_Job 1_:
In the memoir about the Bristol music scene, how old was the drummer Mike Hoddinott at the time?

_Extracted text_:
--- begin ---

We used to haunt the upstairs bar of a pub on Cotham Hill, called Crockers. They had live music most nights of the week. There we'd sit, watching the aristocracy of Bristol bands at the time: Loony Tunes (with Roger Pomphrey, later briefly of Eurythmics, on guitar), the wonderful Dragons (with the brilliant Huw Gower on lead guitar), Planetz and my favourites, Back to Back, who played wonderful soul and funk. We picked apart every note they played mercilessly, because we knew we were going to surpass them, good though they were. There were no punk bands and we wouldn't have gone to see them if there were - we were ‘serious' musicians. It took an old friend forcing me to listen to The Clash before I ‘got it' where punk was concerned.
Down to Earth practised in the basement of a laundrette somewhere along Regent Street/High Street in Kingswood, with Dave and bass player, Rob Pompey, living above in suitable young man squalor. On rhythm guitar was John Andrews and on drums, Mike Hoddinott. These two were neighbours, still living at home in Tudor Road, Hanham, where I originated from, but were both much younger than me - Mike was 15 at the time. The music was all self-penned stuff written by Dave and didn't really fit any style - it was an odd fusion of Folk/Rock and Jazz -Rock with a definite nod to early Yes.
We practiced a couple of nights a week and at weekends but never played any gigs for some reason (though they had played just one to a home audience, across the road at Kingswood church hall, before I joined). The two most remarkable things about the band were the obvious burgeoning of Dave's guitar-playing and songwriting and the meteoric development of Mike Hoddinott's drum technique, the progression of which Dave made his mission to encourage, so that he had a drummer to match the growing sophistication of his own playing.

--- end ---

_Dataset rows_:
--- begin ---

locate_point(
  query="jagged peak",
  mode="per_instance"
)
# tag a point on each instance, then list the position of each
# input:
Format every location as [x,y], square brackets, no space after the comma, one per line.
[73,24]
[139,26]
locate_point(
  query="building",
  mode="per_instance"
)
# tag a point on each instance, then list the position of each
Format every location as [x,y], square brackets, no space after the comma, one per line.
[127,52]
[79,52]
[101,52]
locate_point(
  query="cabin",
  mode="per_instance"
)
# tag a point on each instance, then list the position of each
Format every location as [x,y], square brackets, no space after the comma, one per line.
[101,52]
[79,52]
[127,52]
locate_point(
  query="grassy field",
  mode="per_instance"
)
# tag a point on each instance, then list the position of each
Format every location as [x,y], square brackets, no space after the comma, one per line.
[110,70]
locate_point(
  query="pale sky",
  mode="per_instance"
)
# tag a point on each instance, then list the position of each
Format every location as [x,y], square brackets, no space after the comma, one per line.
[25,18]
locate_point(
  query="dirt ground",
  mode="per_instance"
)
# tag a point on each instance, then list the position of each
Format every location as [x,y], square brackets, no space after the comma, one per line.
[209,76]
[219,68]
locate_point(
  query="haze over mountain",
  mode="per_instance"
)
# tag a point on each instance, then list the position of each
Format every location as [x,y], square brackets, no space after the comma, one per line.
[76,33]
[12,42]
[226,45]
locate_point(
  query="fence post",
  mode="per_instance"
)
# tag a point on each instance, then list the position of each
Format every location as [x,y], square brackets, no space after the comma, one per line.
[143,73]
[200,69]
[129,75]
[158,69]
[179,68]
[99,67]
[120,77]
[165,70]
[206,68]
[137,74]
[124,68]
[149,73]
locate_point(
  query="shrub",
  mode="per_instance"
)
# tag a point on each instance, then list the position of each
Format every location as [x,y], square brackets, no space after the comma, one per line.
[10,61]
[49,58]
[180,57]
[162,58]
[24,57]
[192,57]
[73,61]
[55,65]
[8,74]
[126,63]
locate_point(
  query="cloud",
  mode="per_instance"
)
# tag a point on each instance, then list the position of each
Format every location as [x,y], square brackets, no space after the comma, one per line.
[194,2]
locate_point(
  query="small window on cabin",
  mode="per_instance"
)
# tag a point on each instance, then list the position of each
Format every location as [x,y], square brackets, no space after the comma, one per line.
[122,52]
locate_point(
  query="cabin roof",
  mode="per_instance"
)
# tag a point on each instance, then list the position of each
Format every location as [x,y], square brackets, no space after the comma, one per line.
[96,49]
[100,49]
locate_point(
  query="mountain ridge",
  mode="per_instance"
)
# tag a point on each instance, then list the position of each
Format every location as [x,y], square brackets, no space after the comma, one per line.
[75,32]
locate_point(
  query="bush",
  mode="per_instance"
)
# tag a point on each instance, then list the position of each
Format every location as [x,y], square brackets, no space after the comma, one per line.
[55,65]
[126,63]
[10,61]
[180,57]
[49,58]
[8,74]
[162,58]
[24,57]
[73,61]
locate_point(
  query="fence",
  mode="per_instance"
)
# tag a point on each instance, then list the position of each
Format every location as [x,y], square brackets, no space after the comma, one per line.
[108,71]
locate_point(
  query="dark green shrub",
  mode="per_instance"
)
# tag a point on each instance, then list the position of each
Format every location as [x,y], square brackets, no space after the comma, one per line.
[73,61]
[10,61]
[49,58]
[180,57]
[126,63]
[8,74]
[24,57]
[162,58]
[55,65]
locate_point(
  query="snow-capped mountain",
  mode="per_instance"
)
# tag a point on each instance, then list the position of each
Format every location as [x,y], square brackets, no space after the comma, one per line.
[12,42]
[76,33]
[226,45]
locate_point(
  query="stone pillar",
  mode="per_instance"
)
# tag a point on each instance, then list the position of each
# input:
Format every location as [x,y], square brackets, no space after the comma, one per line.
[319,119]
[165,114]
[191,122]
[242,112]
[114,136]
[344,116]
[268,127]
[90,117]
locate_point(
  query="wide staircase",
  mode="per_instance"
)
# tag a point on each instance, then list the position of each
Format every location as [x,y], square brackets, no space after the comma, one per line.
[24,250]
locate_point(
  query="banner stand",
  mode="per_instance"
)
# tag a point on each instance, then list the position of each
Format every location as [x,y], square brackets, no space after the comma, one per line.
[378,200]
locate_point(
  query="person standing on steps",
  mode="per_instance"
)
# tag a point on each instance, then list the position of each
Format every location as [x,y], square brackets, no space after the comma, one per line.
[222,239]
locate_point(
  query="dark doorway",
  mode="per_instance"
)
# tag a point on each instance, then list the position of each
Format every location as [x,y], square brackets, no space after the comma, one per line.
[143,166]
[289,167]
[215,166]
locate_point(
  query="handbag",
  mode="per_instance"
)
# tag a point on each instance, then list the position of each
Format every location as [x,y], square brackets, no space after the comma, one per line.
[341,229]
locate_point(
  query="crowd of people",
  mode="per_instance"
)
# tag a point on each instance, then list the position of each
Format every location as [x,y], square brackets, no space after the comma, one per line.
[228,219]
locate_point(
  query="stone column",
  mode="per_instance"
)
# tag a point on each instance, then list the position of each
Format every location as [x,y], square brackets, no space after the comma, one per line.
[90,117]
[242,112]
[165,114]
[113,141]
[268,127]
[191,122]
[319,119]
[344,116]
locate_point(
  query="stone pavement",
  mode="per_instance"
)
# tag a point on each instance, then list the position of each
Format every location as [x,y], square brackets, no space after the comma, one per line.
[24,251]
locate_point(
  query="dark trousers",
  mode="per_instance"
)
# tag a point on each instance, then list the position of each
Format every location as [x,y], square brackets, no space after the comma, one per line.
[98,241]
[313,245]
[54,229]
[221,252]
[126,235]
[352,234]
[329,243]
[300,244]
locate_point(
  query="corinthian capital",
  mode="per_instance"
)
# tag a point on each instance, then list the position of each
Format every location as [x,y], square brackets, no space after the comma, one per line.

--- end ---

_Job 2_:
Pick out every line of the records above that contains the string "stone", and copy each of those lines.

_Response 1_:
He was 15.

_Response 2_:
  query="stone pillar",
  query="stone column",
  query="stone pavement",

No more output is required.